- _Brief_: Reproduce the lines below word for word, beginning with the line that contains "Find the copper" and continuing through the line that contains "[(487, 185), (104, 80)]". Include both of those lines and nothing else.
>> BEGIN Data in this exercise
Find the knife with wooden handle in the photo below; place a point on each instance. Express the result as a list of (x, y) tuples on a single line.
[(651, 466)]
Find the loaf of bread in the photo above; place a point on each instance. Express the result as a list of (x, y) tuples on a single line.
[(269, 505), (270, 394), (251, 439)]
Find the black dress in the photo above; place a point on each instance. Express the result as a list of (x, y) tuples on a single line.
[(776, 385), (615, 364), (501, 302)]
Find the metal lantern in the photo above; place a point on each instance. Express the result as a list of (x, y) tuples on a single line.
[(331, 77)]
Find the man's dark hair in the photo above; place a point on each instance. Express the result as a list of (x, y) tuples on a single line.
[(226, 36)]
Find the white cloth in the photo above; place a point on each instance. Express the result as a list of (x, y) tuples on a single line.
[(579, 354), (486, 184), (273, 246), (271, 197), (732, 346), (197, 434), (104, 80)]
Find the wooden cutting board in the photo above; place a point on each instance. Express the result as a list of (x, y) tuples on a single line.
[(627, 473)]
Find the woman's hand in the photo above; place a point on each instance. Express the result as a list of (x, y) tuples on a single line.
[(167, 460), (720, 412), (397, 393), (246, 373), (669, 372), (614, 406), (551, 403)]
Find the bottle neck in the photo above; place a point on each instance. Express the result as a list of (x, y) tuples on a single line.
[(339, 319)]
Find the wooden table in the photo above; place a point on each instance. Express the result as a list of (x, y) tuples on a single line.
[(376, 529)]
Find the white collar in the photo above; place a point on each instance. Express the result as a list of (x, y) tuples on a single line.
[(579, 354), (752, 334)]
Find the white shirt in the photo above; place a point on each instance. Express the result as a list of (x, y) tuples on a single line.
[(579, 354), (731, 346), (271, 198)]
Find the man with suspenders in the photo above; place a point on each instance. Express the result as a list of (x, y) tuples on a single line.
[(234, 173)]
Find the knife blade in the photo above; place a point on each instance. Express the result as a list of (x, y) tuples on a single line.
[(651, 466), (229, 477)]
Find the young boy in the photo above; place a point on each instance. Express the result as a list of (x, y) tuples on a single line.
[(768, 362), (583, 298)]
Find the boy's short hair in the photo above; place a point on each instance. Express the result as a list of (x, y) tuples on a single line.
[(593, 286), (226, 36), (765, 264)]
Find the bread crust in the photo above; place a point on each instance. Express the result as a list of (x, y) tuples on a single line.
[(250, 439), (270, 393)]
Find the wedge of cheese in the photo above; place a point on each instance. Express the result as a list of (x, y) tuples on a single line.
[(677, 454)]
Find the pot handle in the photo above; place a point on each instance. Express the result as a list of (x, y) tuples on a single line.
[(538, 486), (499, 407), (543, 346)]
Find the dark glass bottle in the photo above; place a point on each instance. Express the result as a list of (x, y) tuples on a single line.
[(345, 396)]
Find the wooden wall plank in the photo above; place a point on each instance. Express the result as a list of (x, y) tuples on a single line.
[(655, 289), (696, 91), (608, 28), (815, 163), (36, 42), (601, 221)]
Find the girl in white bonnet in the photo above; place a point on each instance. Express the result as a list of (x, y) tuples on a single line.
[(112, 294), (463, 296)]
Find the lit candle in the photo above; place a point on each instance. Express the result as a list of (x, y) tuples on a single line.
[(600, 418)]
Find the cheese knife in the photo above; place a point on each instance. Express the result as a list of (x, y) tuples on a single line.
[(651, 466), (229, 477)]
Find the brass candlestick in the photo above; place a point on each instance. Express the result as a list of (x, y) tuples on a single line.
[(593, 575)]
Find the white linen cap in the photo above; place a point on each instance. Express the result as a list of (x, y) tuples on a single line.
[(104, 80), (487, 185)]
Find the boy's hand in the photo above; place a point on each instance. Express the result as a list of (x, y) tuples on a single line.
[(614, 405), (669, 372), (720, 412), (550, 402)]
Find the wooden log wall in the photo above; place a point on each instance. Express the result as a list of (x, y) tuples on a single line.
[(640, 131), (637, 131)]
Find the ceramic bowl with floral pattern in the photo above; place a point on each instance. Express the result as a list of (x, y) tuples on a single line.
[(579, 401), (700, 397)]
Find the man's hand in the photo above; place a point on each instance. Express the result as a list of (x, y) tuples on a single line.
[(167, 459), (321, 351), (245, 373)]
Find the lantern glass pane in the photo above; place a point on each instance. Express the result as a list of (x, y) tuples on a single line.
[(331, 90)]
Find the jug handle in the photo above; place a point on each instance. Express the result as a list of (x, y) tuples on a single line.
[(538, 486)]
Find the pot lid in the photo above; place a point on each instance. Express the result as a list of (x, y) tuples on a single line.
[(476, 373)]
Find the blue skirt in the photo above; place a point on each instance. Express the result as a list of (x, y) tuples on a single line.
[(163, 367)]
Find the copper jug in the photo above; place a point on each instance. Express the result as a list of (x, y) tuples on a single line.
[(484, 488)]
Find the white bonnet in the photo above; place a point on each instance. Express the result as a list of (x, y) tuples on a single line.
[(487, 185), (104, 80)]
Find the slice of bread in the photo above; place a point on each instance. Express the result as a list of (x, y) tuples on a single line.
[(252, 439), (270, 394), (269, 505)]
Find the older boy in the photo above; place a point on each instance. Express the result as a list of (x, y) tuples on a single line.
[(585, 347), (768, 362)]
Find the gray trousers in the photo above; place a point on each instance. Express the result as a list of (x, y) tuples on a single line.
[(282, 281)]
>> END Data in this exercise
- _Solution to this exercise_:
Find the copper jug in the photo above; place a point on each instance. Express the result as a list of (x, y) tuples on a single line.
[(484, 488)]
Find the white bonnet in the photo above; place a point on each instance. Express the result as a list of (x, y) tuples on a single line.
[(487, 185), (104, 80)]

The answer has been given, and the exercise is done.